[Data shown — start]

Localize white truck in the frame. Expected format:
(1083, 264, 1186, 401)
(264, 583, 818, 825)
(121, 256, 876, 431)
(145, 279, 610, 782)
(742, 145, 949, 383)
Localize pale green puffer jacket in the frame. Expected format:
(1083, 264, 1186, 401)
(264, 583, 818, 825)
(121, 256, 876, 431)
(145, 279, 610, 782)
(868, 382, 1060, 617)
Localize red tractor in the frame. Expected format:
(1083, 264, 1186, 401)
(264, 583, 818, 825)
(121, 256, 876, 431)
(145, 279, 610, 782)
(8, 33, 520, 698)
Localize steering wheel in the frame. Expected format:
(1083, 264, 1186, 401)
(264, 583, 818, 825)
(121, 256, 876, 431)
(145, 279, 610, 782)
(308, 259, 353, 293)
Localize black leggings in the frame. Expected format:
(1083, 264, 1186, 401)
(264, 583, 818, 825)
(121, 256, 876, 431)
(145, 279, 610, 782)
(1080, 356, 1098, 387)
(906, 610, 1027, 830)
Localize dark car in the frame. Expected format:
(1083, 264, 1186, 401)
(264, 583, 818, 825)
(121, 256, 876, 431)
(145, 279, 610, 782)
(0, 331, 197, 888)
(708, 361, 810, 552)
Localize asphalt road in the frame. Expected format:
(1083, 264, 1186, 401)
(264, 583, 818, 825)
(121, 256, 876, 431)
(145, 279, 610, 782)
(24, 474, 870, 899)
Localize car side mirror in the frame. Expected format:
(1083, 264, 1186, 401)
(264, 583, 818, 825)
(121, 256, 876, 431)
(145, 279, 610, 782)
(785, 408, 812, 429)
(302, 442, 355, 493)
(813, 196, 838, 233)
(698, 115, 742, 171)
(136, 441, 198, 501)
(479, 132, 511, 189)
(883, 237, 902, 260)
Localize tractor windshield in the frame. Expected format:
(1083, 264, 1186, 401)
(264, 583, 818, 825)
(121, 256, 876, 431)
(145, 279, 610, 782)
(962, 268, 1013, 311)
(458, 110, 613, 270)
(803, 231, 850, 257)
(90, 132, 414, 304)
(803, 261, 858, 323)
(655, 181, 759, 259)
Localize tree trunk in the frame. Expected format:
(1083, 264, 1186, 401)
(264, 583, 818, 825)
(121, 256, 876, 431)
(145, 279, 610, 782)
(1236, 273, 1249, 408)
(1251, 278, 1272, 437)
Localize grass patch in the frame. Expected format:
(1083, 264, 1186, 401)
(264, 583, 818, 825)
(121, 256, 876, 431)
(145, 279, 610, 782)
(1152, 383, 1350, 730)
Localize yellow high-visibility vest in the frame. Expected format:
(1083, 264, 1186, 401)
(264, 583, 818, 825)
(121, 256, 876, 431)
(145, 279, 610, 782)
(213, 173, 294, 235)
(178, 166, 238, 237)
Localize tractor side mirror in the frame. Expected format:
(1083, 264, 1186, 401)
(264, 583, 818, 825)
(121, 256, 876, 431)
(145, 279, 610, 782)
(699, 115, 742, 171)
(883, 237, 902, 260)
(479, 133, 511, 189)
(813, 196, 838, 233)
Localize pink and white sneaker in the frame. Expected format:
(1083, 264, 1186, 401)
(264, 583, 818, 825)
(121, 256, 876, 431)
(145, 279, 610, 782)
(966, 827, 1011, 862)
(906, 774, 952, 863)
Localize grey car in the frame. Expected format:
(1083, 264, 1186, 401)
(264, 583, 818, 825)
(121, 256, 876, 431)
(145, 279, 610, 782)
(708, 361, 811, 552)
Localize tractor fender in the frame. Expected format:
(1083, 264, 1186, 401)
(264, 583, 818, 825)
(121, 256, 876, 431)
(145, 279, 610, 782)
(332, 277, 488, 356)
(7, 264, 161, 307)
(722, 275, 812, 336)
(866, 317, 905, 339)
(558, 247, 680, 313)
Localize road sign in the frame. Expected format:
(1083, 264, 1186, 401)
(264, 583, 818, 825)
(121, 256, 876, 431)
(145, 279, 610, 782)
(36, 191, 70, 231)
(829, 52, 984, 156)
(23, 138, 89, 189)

[Data shown — finish]

What is being asked – Copy out all lines above holding "mirror".

Output below –
Localize car side mirror in the frame. Expected format:
Localize tractor side mirror in the frame. Expected format:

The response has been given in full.